_PROBLEM STATEMENT:_ Put every line of the items below into a Markdown table with the columns No. and Text, one numbered row per line. Leave out blank lines.

_DATA ENTRIES:_
###
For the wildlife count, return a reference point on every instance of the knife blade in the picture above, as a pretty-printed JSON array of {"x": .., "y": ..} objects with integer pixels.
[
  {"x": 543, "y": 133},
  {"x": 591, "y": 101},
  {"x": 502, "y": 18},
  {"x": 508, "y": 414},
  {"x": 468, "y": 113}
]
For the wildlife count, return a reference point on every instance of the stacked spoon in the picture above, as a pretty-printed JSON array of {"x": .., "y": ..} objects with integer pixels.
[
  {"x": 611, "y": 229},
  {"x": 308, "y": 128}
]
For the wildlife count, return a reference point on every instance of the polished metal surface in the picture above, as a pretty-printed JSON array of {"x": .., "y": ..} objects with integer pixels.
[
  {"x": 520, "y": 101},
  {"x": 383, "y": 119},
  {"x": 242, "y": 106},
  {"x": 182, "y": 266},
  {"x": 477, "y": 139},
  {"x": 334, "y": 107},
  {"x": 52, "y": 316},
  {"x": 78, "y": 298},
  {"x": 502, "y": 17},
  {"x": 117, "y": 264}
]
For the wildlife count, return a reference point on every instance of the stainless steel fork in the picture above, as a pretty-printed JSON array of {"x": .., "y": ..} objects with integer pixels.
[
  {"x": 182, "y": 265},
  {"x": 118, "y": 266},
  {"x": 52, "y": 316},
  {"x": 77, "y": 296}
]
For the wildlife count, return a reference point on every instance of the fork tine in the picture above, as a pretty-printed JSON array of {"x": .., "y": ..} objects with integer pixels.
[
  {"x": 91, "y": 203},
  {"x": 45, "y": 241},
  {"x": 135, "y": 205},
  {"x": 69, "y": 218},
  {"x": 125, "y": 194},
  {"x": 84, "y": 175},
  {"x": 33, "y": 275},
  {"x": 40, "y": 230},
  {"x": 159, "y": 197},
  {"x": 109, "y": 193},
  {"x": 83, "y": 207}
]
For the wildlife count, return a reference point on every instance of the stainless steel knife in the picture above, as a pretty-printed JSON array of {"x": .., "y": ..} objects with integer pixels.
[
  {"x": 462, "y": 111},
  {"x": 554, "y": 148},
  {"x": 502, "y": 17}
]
###
_SOLUTION TO THIS TASK:_
| No. | Text |
|---|---|
| 1 | For the wildlife count, return a reference point on every instance of the knife blade in the picture above, as a pretty-printed JSON array of {"x": .., "y": ..} objects with integer pixels. |
| 2 | [ |
| 3 |   {"x": 543, "y": 133}, |
| 4 |   {"x": 591, "y": 101}, |
| 5 |   {"x": 502, "y": 18}, |
| 6 |   {"x": 508, "y": 414}, |
| 7 |   {"x": 468, "y": 113} |
| 8 | ] |
| 9 | For the wildlife count, return a reference point on every instance of the stacked spoon in the picture above, as a pretty-printed JSON array of {"x": .., "y": ..} objects with integer pixels. |
| 10 | [ |
| 11 |   {"x": 611, "y": 229}, |
| 12 |   {"x": 308, "y": 128} |
| 13 | ] |
| 14 | For the wildlife count, return a reference point on every instance of the polished metal surface in the picture above, as a pretty-printed JSON array of {"x": .., "y": ..} objects with integer pixels. |
| 15 | [ |
| 16 |   {"x": 520, "y": 101}, |
| 17 |   {"x": 383, "y": 119}, |
| 18 |   {"x": 242, "y": 106}, |
| 19 |   {"x": 182, "y": 266}, |
| 20 |   {"x": 477, "y": 139}, |
| 21 |   {"x": 334, "y": 107}, |
| 22 |   {"x": 52, "y": 316}, |
| 23 |   {"x": 78, "y": 298}, |
| 24 |   {"x": 502, "y": 17}, |
| 25 |   {"x": 117, "y": 264} |
| 26 | ] |
| 27 | For the wildlife count, return a reference point on every instance of the stainless steel fork in the picture above, as a pretty-printed JSON array of {"x": .., "y": ..} objects with integer pixels. |
| 28 | [ |
| 29 |   {"x": 182, "y": 265}, |
| 30 |   {"x": 118, "y": 266}, |
| 31 |   {"x": 52, "y": 316}, |
| 32 |   {"x": 77, "y": 296} |
| 33 | ] |
| 34 | For the wildlife count, return a reference point on every instance of the fork tine in the picture above, as a pretty-printed JSON array of {"x": .., "y": ..} objects with integer pixels. |
| 35 | [ |
| 36 |   {"x": 91, "y": 203}, |
| 37 |   {"x": 45, "y": 241}, |
| 38 |   {"x": 135, "y": 205}, |
| 39 |   {"x": 69, "y": 218}, |
| 40 |   {"x": 125, "y": 194}, |
| 41 |   {"x": 84, "y": 175}, |
| 42 |   {"x": 33, "y": 275}, |
| 43 |   {"x": 40, "y": 230}, |
| 44 |   {"x": 159, "y": 197}, |
| 45 |   {"x": 109, "y": 193}, |
| 46 |   {"x": 83, "y": 207} |
| 47 | ] |
| 48 | For the wildlife count, return a reference point on every instance of the stainless steel knife in the picture above, as a pretty-printed JSON array of {"x": .., "y": ..} objects with integer pixels. |
| 49 | [ |
| 50 |   {"x": 462, "y": 111}, |
| 51 |   {"x": 554, "y": 148}, |
| 52 |   {"x": 502, "y": 17} |
| 53 | ] |